● **Set tasks**
A – How many times did John Dowd find that Rose bet on the Reds to win from 1985 through 1987, according to the text on Pete Rose?
B – Pick out every line of the records that contains the string "hair". Case counts.

Forgiveness can be a very tricky thing.  As a society, Americans like to think of themselves as a forgiving people.  And I suppose we are for the most part.  We are seemingly capable of forgiving almost anything, from debt to little white lies to violent crimes.  It takes especially heinous acts to make us unforgiving; but realize one thing about human nature…we always attach conditions.

 

Most often we demand that the offending party say they are sorry for whatever sin they have committed.  Even our legal system smiles favorably on remorse; but should a party fail to show remorse, well then, toss the book at them.  And so we arrive at the telling tale of The Game of Baseball (salute when you say that) versus Peter Edward Rose.  Baseball’s all-time hits leader continues to lead a solitary life on Purgatory Island, just steps away from Cooperstown immortality.  A strange place, I think, to find one of the game’s greats, but I have arrived at the conclusion that until Pete Rose is willing to offer his remorse to baseball’s establishment, he will likely continue on a path that will find his soul mingling in eternal exile with the souls of the 1919 Black Sox.

 

And that’s wrong.  Flat-out wrong.  Make no mistake; Rose is absolutely guilty of violating Major League Baseball’s Rule 21(d), which reads as follows: “Any player, umpire, or club or league official or employee, who shall bet any sum whatsoever on any baseball game in connection with which the bettor has a duty to perform shall be declared permanently ineligible.”  John Dowd, the investigator for Major League Baseball on the Rose case, found evidence that Rose bet on the Reds to win 52 times from 1985 through 1987.  He was never found guilty of having bet against the Reds.  Rose also bet on baseball another 360 times, but those wagers would have only been worthy of a year’s suspension, as applied to another part of the rule regarding league personnel with no duty to perform in the game wagered on.  As you already know, the late Commissioner Bart Giamatti banished Rose from baseball with the following statement.  “The banishment for life of Pete Rose from baseball is the sad end of a sorry episode.  One of the game’s greatest players has engaged in a variety of acts which have stained the game, and he must now live with the consequences of those acts.  By choosing not to come to a hearing before me, and by choosing not to proffer any testimony or evidence contrary to the evidence and information contained in the report of the Special Counsel to the Commissioner, Mr. Rose has accepted baseball’s ultimate sanction, lifetime ineligibility.”

● **Material for this task**
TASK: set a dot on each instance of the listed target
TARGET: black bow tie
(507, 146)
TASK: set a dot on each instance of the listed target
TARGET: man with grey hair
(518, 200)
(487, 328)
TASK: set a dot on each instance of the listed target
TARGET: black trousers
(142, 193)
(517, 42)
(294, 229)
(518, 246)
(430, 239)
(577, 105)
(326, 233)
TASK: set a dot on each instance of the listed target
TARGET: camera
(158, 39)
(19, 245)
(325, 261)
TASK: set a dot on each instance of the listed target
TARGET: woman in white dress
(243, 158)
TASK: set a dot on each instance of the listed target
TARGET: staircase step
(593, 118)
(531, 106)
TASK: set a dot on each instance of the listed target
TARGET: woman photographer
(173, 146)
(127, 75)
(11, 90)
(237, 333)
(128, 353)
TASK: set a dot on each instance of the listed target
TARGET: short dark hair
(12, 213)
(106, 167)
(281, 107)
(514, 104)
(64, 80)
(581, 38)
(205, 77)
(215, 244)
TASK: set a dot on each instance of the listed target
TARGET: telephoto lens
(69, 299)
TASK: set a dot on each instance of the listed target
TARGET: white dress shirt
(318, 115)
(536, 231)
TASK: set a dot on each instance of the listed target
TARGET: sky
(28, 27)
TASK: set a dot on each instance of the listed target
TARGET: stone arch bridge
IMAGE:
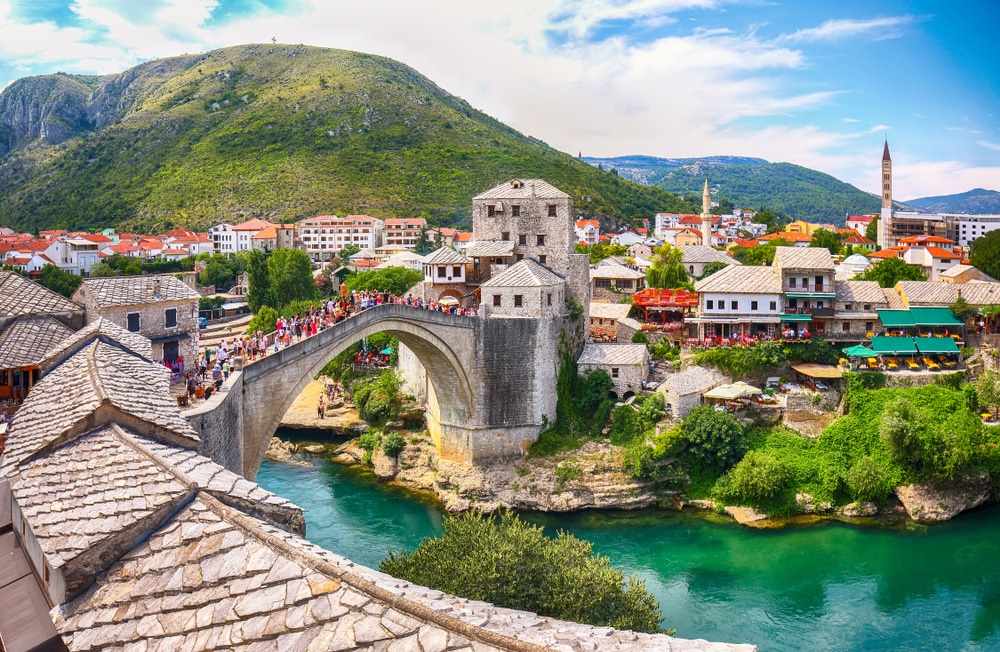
(490, 384)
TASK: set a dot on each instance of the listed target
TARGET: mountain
(750, 183)
(273, 131)
(975, 202)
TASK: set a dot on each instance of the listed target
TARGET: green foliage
(290, 274)
(60, 281)
(865, 482)
(759, 475)
(715, 437)
(668, 269)
(393, 444)
(394, 280)
(378, 399)
(264, 321)
(259, 290)
(512, 564)
(890, 271)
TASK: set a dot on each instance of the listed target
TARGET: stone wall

● **Outputs by task**
A – 52 times.

B –
TARGET: man with grey hair
TARGET: short dark hair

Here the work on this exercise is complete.